## TASK GOAL
Write out every row below as a numbered list, skipping blank lines and leaving out the pictures.

** begin **

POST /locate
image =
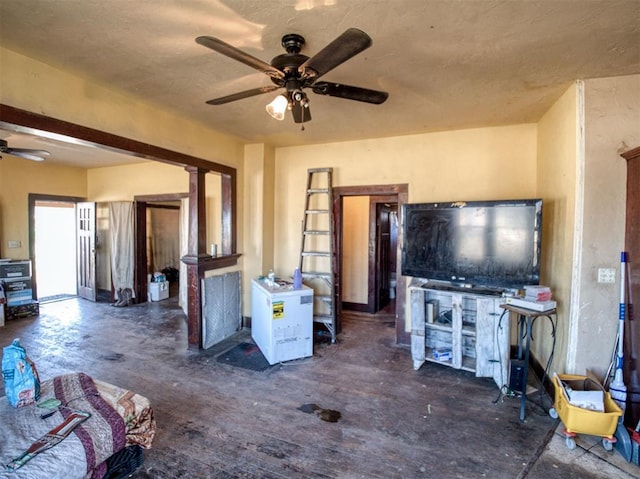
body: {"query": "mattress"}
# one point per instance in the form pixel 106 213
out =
pixel 119 418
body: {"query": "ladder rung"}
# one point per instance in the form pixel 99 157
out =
pixel 316 212
pixel 316 274
pixel 323 318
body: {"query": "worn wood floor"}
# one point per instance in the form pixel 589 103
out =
pixel 219 421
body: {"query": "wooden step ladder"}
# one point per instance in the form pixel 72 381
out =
pixel 316 254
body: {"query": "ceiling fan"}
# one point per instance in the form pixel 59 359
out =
pixel 295 72
pixel 27 153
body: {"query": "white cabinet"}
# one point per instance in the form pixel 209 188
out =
pixel 462 330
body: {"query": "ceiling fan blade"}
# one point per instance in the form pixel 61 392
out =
pixel 243 94
pixel 346 46
pixel 350 92
pixel 219 46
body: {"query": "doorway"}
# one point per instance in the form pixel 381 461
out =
pixel 383 200
pixel 53 246
pixel 160 243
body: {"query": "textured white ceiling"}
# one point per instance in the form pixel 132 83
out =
pixel 447 64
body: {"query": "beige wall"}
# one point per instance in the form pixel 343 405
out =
pixel 41 88
pixel 611 126
pixel 557 175
pixel 570 159
pixel 259 223
pixel 478 164
pixel 18 178
pixel 38 87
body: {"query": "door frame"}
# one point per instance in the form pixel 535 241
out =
pixel 33 198
pixel 140 232
pixel 401 193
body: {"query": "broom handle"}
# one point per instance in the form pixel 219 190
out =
pixel 622 310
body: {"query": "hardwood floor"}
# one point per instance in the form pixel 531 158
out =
pixel 220 421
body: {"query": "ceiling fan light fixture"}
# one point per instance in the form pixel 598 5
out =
pixel 278 107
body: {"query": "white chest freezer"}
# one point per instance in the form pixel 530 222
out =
pixel 282 321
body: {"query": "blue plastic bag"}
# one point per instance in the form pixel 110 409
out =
pixel 21 381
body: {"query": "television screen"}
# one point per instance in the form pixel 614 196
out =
pixel 493 244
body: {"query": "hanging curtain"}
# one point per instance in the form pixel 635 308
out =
pixel 184 249
pixel 122 246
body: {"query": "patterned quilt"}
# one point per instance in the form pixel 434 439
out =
pixel 119 418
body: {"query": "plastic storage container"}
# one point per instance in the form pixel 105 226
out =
pixel 578 420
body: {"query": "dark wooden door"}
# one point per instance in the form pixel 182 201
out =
pixel 383 255
pixel 86 234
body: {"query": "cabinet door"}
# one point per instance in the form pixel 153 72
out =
pixel 417 327
pixel 492 342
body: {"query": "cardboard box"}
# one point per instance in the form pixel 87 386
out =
pixel 23 310
pixel 158 290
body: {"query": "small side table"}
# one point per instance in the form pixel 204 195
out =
pixel 526 318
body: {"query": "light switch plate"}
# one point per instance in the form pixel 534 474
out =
pixel 606 275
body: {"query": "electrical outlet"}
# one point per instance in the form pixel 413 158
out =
pixel 606 275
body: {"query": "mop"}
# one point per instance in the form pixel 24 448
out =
pixel 617 388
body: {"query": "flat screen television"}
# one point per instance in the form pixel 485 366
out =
pixel 488 244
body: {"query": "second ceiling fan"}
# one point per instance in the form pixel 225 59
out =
pixel 295 72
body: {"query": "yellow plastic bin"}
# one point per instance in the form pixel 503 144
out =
pixel 577 420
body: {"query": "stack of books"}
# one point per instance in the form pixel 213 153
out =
pixel 537 293
pixel 536 298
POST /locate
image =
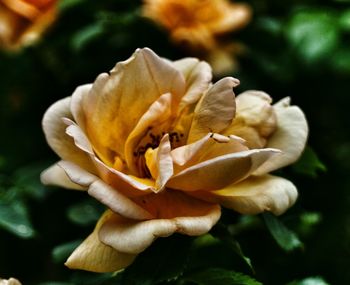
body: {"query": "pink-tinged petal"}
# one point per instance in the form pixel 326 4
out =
pixel 210 146
pixel 157 117
pixel 220 171
pixel 93 255
pixel 56 176
pixel 55 133
pixel 290 136
pixel 255 118
pixel 107 195
pixel 257 194
pixel 76 104
pixel 117 101
pixel 215 111
pixel 198 76
pixel 176 212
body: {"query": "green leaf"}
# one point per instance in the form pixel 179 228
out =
pixel 309 164
pixel 86 35
pixel 344 20
pixel 310 281
pixel 218 276
pixel 285 238
pixel 165 260
pixel 27 181
pixel 61 252
pixel 14 218
pixel 313 34
pixel 85 213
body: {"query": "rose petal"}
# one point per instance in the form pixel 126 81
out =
pixel 56 176
pixel 117 101
pixel 215 110
pixel 164 163
pixel 107 195
pixel 54 129
pixel 198 76
pixel 93 255
pixel 290 136
pixel 176 212
pixel 76 104
pixel 210 146
pixel 258 194
pixel 158 116
pixel 220 171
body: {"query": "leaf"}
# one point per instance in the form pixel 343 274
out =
pixel 310 281
pixel 85 213
pixel 14 218
pixel 86 35
pixel 344 20
pixel 313 34
pixel 309 164
pixel 27 181
pixel 165 260
pixel 218 276
pixel 285 238
pixel 61 252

** end **

## THE RESPONSE
1. POST /locate
2. image =
3. body: {"query": "mattress"}
4. # one point per instance in the form pixel 106 213
5. out =
6. pixel 119 418
7. body: {"query": "ladder rung"}
8. # one point per instance in the form pixel 99 157
9. out =
10. pixel 316 212
11. pixel 316 274
12. pixel 323 318
13. body: {"query": "worn wood floor"}
14. # one point per instance in the form pixel 589 103
15. out =
16. pixel 219 421
17. body: {"query": "wooden step ladder"}
18. # one point per instance in the form pixel 72 381
19. out =
20. pixel 316 254
21. body: {"query": "ceiling fan"}
22. # one point per instance in the form pixel 59 359
23. out =
24. pixel 295 72
25. pixel 27 153
26. body: {"query": "white cabinet"}
27. # one point per instance in the form pixel 209 188
28. out =
29. pixel 462 330
30. body: {"query": "ceiling fan blade"}
31. # one point per instance in the form pixel 61 392
32. out =
33. pixel 243 94
34. pixel 346 46
35. pixel 350 92
36. pixel 219 46
37. body: {"query": "doorway"}
38. # one point per instance in the form pixel 381 461
39. out =
40. pixel 383 200
41. pixel 53 246
42. pixel 160 243
43. body: {"query": "textured white ceiling"}
44. # one point per instance in the form pixel 132 83
45. out =
46. pixel 447 64
47. body: {"query": "beige wall"}
48. # one point per instance in the form pixel 343 405
49. out =
50. pixel 41 88
51. pixel 611 126
52. pixel 557 175
53. pixel 570 159
54. pixel 259 223
55. pixel 478 164
56. pixel 18 178
57. pixel 38 87
58. body: {"query": "door frame"}
59. # one point per instance in the form pixel 535 241
60. out =
61. pixel 33 198
62. pixel 140 232
63. pixel 401 193
64. body: {"query": "broom handle"}
65. # one point per instance in the form pixel 219 190
66. out =
67. pixel 622 310
68. body: {"query": "hardwood floor"}
69. # one point per instance in the form pixel 531 158
70. out =
71. pixel 220 421
72. body: {"query": "ceiling fan light fixture"}
73. # one point per instance in the form pixel 598 5
74. out =
75. pixel 278 107
76. body: {"query": "white chest freezer"}
77. # one point per instance in the form pixel 530 222
78. out =
79. pixel 282 321
80. body: {"query": "blue plastic bag"}
81. # one point per instance in the form pixel 110 409
82. out =
83. pixel 21 381
84. body: {"query": "television screen"}
85. # one point per instance in the form pixel 614 196
86. out =
87. pixel 493 244
88. body: {"query": "hanging curtain"}
89. # one point per instance in the form pixel 635 308
90. out =
91. pixel 184 249
92. pixel 122 246
93. body: {"query": "patterned quilt"}
94. # one point per instance in the form pixel 434 439
95. out =
96. pixel 119 418
97. body: {"query": "plastic storage container"}
98. # one point per instance in the form pixel 105 226
99. out =
100. pixel 578 420
101. body: {"query": "dark wooden door"}
102. # one point per instance in the form pixel 182 201
103. out =
104. pixel 383 255
105. pixel 86 234
106. body: {"query": "cabinet door"}
107. # one point per instance in the form pixel 153 72
108. out =
109. pixel 417 327
110. pixel 492 342
111. body: {"query": "cardboard box"}
112. # one point per instance in the form pixel 87 386
113. out =
114. pixel 23 310
115. pixel 158 290
116. body: {"query": "small side table"}
117. # one point per instance in the form pixel 204 195
118. out =
119. pixel 526 318
120. body: {"query": "light switch plate"}
121. # one point per instance in the form pixel 534 474
122. out =
123. pixel 606 275
124. body: {"query": "electrical outlet"}
125. # one point per instance in the form pixel 413 158
126. out =
127. pixel 606 275
128. body: {"query": "mop"}
129. # one point per instance in the form pixel 24 448
130. out =
131. pixel 617 388
132. body: {"query": "flat screen television"}
133. # one point per instance in the form pixel 485 366
134. out =
135. pixel 488 244
136. body: {"query": "second ceiling fan"}
137. # one point per instance in the form pixel 225 59
138. out =
139. pixel 295 72
140. body: {"query": "yellow plastic bin"}
141. # one point per instance in the form pixel 503 144
142. out =
143. pixel 577 420
144. body: {"query": "stack of books"}
145. # one point per instance in the form pixel 213 153
146. out =
147. pixel 537 293
148. pixel 536 298
149. POST /locate
150. image =
151. body: {"query": "pink-tinged petal"}
152. # one point per instance in the form pixel 326 4
153. out =
154. pixel 210 146
155. pixel 157 117
156. pixel 220 171
157. pixel 93 255
158. pixel 56 176
159. pixel 55 133
160. pixel 290 136
161. pixel 255 118
162. pixel 107 195
163. pixel 257 194
164. pixel 76 104
165. pixel 117 101
166. pixel 215 111
167. pixel 198 76
168. pixel 176 212
169. body: {"query": "green leaf"}
170. # one point per instance in the form pixel 179 228
171. out =
172. pixel 309 164
173. pixel 86 35
174. pixel 344 20
175. pixel 310 281
176. pixel 218 276
177. pixel 285 238
178. pixel 165 260
179. pixel 27 181
180. pixel 61 252
181. pixel 14 218
182. pixel 313 34
183. pixel 85 213
184. body: {"query": "rose petal"}
185. # one point per instance in the form pixel 126 81
186. out =
187. pixel 56 176
188. pixel 117 101
189. pixel 215 110
190. pixel 164 163
191. pixel 107 195
192. pixel 54 129
193. pixel 198 76
194. pixel 93 255
195. pixel 290 136
196. pixel 176 212
197. pixel 76 104
198. pixel 210 146
199. pixel 258 194
200. pixel 158 116
201. pixel 220 171
202. body: {"query": "leaf"}
203. # one point per instance in the form pixel 343 274
204. out =
205. pixel 310 281
206. pixel 85 213
207. pixel 14 218
208. pixel 86 35
209. pixel 344 20
210. pixel 313 34
211. pixel 309 164
212. pixel 27 181
213. pixel 165 260
214. pixel 218 276
215. pixel 285 238
216. pixel 61 252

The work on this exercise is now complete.